**Exercise materials:**
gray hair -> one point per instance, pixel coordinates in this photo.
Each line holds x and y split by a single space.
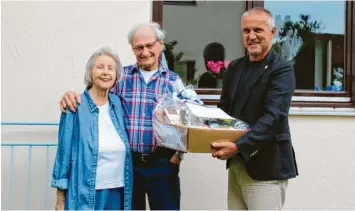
91 62
271 20
155 26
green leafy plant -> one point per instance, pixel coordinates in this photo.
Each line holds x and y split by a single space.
170 55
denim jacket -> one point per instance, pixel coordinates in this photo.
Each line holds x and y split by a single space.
77 153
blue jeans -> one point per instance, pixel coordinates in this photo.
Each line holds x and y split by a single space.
109 199
159 179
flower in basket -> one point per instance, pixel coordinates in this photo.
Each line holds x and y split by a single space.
217 68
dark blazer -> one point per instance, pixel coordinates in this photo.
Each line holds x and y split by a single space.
267 149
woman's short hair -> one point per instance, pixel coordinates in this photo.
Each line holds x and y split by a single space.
155 26
91 62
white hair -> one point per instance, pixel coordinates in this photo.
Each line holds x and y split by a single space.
271 20
91 62
155 26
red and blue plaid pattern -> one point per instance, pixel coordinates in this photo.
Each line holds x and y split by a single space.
139 100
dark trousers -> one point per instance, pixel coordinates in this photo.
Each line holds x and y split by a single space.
109 199
159 180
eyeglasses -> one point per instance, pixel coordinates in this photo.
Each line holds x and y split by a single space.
140 48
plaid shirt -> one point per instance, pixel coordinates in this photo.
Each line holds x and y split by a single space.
139 100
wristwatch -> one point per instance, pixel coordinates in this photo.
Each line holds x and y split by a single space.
180 154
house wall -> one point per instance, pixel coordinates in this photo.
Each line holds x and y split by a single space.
45 46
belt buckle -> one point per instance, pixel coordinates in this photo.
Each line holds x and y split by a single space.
144 157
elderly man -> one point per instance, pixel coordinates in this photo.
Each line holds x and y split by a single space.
258 89
156 170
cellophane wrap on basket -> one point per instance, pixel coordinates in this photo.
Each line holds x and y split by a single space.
174 114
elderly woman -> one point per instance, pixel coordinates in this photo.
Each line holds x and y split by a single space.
93 168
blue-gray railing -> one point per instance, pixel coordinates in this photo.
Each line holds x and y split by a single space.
12 146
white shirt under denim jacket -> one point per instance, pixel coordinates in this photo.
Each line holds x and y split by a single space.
78 150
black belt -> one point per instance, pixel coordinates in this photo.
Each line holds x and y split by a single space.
156 154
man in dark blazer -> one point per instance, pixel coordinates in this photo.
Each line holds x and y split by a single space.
258 89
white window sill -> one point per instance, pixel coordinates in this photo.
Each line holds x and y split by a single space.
320 111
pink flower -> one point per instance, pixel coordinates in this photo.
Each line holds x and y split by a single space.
215 67
226 63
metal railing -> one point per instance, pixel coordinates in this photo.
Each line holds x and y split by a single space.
13 145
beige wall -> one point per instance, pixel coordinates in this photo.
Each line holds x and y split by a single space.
196 26
45 46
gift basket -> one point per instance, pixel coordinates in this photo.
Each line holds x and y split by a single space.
174 115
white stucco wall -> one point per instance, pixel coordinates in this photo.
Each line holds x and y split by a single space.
196 26
45 46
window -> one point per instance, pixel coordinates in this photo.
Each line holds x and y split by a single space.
311 36
319 39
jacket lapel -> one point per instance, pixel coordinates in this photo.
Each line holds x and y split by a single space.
265 66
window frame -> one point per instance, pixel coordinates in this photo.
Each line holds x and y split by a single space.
305 98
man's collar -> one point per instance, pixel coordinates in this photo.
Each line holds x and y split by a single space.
134 68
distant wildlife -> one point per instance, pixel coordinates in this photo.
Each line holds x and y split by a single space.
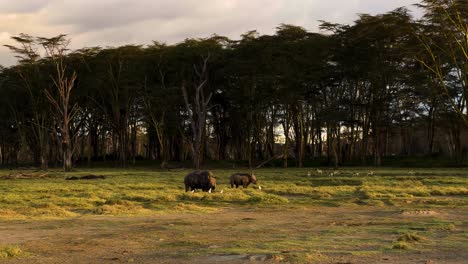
243 179
203 180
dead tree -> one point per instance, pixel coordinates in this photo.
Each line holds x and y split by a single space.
197 110
63 82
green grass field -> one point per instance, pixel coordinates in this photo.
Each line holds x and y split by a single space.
298 215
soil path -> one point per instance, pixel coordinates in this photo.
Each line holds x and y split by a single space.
201 238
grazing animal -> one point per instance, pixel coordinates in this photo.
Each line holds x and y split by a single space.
243 179
203 180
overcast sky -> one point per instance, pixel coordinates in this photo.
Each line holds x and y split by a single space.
118 22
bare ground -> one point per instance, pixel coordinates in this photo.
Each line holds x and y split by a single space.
242 235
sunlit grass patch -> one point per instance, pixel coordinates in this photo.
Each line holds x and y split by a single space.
10 251
143 191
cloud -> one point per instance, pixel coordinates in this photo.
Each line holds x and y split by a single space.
21 6
119 22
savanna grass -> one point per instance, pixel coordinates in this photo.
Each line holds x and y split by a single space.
143 192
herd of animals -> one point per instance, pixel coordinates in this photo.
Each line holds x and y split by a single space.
206 181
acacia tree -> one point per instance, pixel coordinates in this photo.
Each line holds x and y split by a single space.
35 120
64 81
443 35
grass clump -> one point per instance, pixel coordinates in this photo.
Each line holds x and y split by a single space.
401 245
10 251
410 237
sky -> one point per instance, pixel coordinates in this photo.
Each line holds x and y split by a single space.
118 22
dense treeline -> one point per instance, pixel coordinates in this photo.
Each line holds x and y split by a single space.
292 95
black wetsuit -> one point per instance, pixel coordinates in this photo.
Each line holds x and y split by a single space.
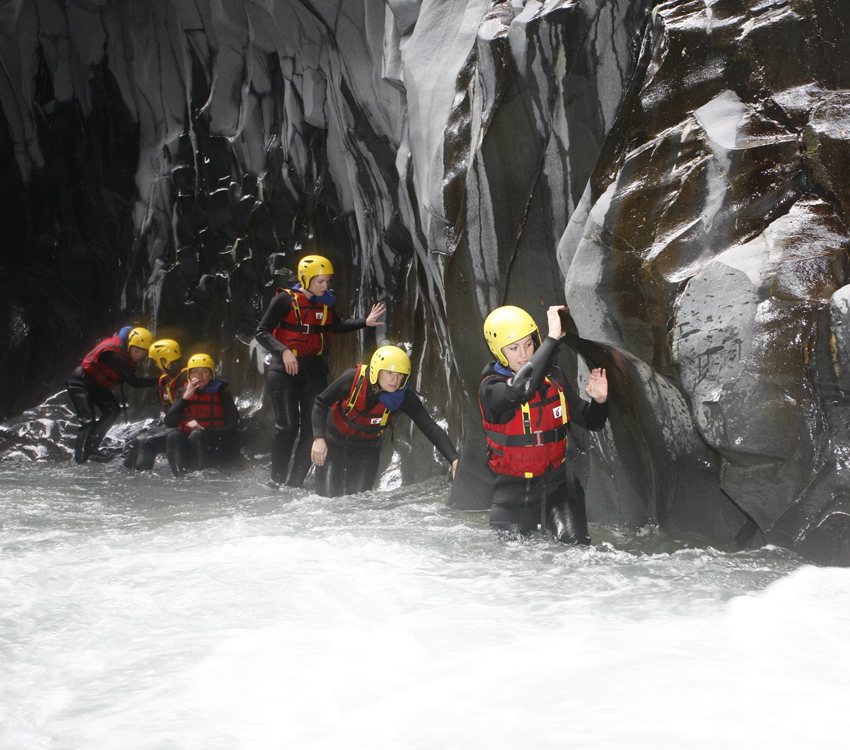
517 501
86 396
145 446
200 448
292 396
352 461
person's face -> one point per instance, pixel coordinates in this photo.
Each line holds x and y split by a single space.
519 352
390 381
319 284
137 354
201 376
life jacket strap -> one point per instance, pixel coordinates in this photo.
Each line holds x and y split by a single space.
539 437
303 328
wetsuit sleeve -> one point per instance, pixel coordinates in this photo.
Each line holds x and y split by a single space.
122 366
588 414
499 398
277 311
175 413
414 408
231 415
336 391
346 325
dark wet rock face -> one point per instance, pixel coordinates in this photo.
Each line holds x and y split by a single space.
679 168
713 252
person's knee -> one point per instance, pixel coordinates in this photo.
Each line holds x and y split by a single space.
286 432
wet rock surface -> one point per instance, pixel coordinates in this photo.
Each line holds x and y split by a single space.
676 169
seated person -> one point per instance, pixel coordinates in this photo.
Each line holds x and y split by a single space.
112 362
203 420
145 446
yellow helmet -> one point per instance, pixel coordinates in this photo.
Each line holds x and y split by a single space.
140 337
508 324
311 266
389 358
167 349
201 360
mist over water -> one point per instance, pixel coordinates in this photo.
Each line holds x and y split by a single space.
149 612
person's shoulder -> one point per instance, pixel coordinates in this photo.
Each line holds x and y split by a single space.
489 374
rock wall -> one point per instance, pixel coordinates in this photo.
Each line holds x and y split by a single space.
675 169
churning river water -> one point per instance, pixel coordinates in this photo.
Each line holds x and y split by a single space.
213 612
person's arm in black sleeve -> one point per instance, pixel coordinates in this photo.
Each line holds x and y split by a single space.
277 311
346 325
414 408
500 396
588 414
175 412
231 415
336 391
122 366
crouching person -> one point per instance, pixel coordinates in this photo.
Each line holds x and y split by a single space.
203 420
145 446
112 362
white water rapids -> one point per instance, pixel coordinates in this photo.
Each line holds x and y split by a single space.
212 612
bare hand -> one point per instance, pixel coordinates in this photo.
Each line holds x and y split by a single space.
554 319
597 385
319 451
290 362
376 312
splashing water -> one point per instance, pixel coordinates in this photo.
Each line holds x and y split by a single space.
212 612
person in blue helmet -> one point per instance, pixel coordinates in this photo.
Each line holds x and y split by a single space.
112 362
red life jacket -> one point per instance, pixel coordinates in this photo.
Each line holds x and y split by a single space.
535 439
168 386
351 417
205 407
100 373
306 329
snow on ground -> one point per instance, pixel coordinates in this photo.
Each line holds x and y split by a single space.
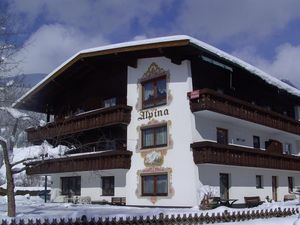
37 151
34 208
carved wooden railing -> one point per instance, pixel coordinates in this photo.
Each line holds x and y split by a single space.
81 122
211 100
118 159
215 153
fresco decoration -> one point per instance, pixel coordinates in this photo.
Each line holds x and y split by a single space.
153 158
150 171
153 123
153 71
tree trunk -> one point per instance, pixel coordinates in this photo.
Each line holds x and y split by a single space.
11 204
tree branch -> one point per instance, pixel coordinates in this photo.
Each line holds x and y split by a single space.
19 170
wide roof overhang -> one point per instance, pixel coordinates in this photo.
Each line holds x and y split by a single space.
177 48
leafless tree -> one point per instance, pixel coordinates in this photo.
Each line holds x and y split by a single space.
12 121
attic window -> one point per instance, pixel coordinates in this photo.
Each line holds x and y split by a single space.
154 92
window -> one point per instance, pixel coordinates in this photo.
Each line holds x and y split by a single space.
108 186
256 142
154 92
287 148
290 184
259 181
70 185
154 137
222 136
155 185
110 102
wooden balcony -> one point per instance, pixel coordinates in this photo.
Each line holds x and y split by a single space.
207 99
81 122
118 159
214 153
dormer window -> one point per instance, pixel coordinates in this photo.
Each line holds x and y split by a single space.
154 92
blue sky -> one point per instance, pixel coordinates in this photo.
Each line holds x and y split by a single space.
264 33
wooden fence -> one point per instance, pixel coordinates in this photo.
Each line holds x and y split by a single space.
166 219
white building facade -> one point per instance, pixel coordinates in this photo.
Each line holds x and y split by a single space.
194 129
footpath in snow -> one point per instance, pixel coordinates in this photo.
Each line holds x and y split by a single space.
35 208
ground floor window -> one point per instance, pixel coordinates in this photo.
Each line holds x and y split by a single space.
155 185
259 181
70 185
291 184
108 186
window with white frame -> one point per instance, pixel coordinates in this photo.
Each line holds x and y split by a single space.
287 148
154 185
156 136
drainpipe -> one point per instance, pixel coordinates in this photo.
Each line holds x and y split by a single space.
46 177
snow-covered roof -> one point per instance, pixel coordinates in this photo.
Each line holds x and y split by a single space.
129 46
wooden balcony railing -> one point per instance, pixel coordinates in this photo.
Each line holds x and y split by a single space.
118 159
211 152
207 99
81 122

**Task objective:** Leave out the pictures and repeat exactly the lines from the start of the material through the line that contains "flower in basket", both included.

**Your response:**
gray hair -> one point per instance, pixel coordinates in this photo.
Each line holds x and y split by a single space.
91 62
271 20
155 26
green leafy plant -> one point per instance, pixel coordinates in this photo.
Each line holds x and y split by a single space.
170 55
denim jacket -> one point per instance, pixel coordinates in this photo.
Each line holds x and y split by a single space.
77 153
blue jeans -> one point per instance, pixel coordinates in this photo.
Each line holds x and y split by a single space.
109 199
159 179
flower in basket -> one point per instance, pixel coordinates in this photo.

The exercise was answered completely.